### EXERCISE
Every record should be copied exactly, and the images omitted.

### SUPPLIED DATA

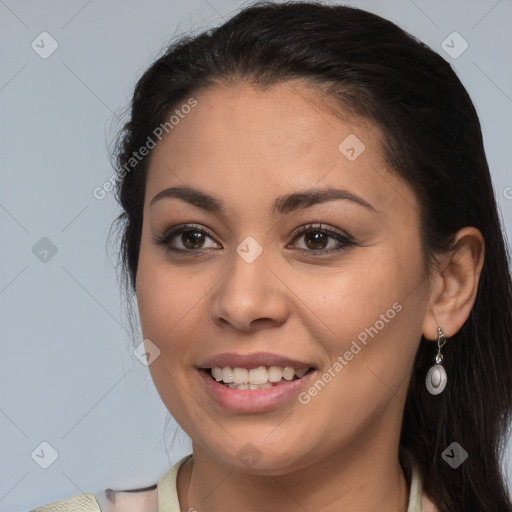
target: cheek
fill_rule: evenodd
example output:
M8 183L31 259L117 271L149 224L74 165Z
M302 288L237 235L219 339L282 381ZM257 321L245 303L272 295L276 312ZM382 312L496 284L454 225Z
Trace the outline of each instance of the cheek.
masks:
M198 315L203 319L208 315L210 288L207 275L192 266L173 266L165 257L141 247L137 304L144 338L162 352L172 350L172 359L176 359L198 328Z
M314 279L304 283L309 289L304 309L315 319L309 329L328 361L300 403L310 417L328 419L325 434L333 439L371 430L389 406L400 417L414 340L419 343L421 336L423 295L419 288L410 293L408 283L418 279L414 272L400 277L398 267L386 269L370 265L363 274L346 269L323 281L323 289Z
M309 329L330 360L330 373L344 375L332 388L372 400L379 381L398 389L409 375L426 296L419 253L410 251L405 265L399 252L362 251L357 262L336 272L297 280L294 291L305 305L299 314L311 318ZM342 365L337 371L335 362Z
M187 424L189 392L186 368L192 364L190 340L201 339L198 315L208 315L208 287L193 272L173 267L160 255L141 247L137 272L137 304L144 339L160 350L149 365L151 378L165 404L180 425ZM197 275L197 274L196 274Z
M326 332L323 344L329 352L339 352L344 343L356 339L377 321L379 330L383 330L382 322L388 326L395 319L399 307L393 309L393 304L404 294L397 272L390 265L383 266L385 271L378 262L365 264L361 258L356 265L323 276L319 273L297 279L296 294L315 314L320 332ZM388 319L390 322L386 322Z

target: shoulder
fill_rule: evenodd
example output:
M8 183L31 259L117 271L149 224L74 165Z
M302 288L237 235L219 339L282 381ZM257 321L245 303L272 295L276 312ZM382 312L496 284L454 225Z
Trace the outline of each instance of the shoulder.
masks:
M78 494L29 512L158 512L159 500L165 510L179 511L176 477L179 468L191 457L192 454L183 457L157 483L148 487L123 491L105 489L96 494Z
M157 484L128 491L107 489L97 499L102 512L158 512Z
M158 512L157 484L142 489L106 489L72 496L30 512Z
M32 509L30 512L102 512L94 494L84 493L54 501Z

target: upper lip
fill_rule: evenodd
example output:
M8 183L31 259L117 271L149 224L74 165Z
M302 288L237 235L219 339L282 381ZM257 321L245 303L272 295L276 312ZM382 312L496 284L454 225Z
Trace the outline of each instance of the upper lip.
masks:
M202 361L197 367L213 368L214 366L218 366L220 368L223 368L224 366L231 366L247 368L248 370L251 368L258 368L259 366L290 366L295 370L299 368L314 368L311 363L306 363L297 359L290 359L289 357L273 354L271 352L254 352L252 354L224 352Z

### TASK ANSWER
target: cheek
fill_rule: evenodd
example output:
M8 183L31 259L117 271L149 224L74 165Z
M302 288L237 235L219 339L282 381ZM257 321L245 303L272 295L276 312ZM382 312L496 284L454 225Z
Trace the outline of each instance of the cheek.
masks:
M198 315L203 319L208 315L210 288L207 275L192 266L173 266L165 257L141 247L137 304L144 338L162 352L172 350L172 359L176 359L198 328Z
M314 279L304 283L309 289L304 309L315 319L309 329L328 361L300 403L310 417L328 419L325 434L333 439L371 430L389 406L400 417L414 340L419 343L421 336L423 295L419 288L410 293L408 283L418 279L414 272L400 277L398 267L386 269L370 265L363 274L346 269L323 281L323 289Z
M309 329L330 360L330 373L344 375L332 388L372 400L379 381L398 389L409 375L426 296L419 253L410 251L405 265L399 252L362 251L357 262L336 272L297 280L294 291L305 305L299 314L311 318ZM342 365L337 371L335 362Z
M187 424L189 392L186 368L192 364L190 340L201 339L198 315L208 315L208 287L193 272L173 267L160 255L141 247L137 272L137 304L144 339L160 350L149 365L151 378L165 404L180 425ZM197 275L197 274L196 274Z
M326 332L323 344L329 352L339 352L344 343L356 339L377 321L379 330L383 330L382 322L388 326L395 319L399 307L393 309L393 304L404 294L397 272L390 265L383 266L385 271L378 262L365 264L361 258L356 265L323 276L319 273L297 279L296 294L315 314L320 332ZM388 319L390 322L386 322Z

target: shoulder
fill_rule: evenodd
example output:
M8 183L31 259L117 271L149 224L74 165Z
M302 288L237 235L219 339L282 381ZM257 321L245 303L272 295L276 312ZM382 312L496 284L454 225Z
Trace the outline of each instance of the shoulder.
masks:
M78 494L29 512L158 512L159 500L165 510L179 511L176 477L179 468L191 457L192 454L183 457L157 483L148 487L123 491L105 489L96 494Z
M157 484L128 491L107 489L97 499L102 512L158 512Z
M158 512L157 484L142 489L106 489L72 496L30 512Z
M32 509L30 512L102 512L94 494L84 493L54 501Z

target: upper lip
fill_rule: evenodd
example output:
M8 183L31 259L117 271L149 224L74 165Z
M302 288L237 235L219 339L282 381ZM257 321L245 303L272 295L276 312ZM382 312L496 284L454 225Z
Trace the outline of each instance of the upper lip.
masks:
M202 361L197 367L213 368L214 366L218 366L220 368L223 368L224 366L231 366L247 368L248 370L251 368L258 368L259 366L290 366L295 370L299 368L314 368L311 363L306 363L297 359L290 359L289 357L273 354L271 352L254 352L252 354L224 352Z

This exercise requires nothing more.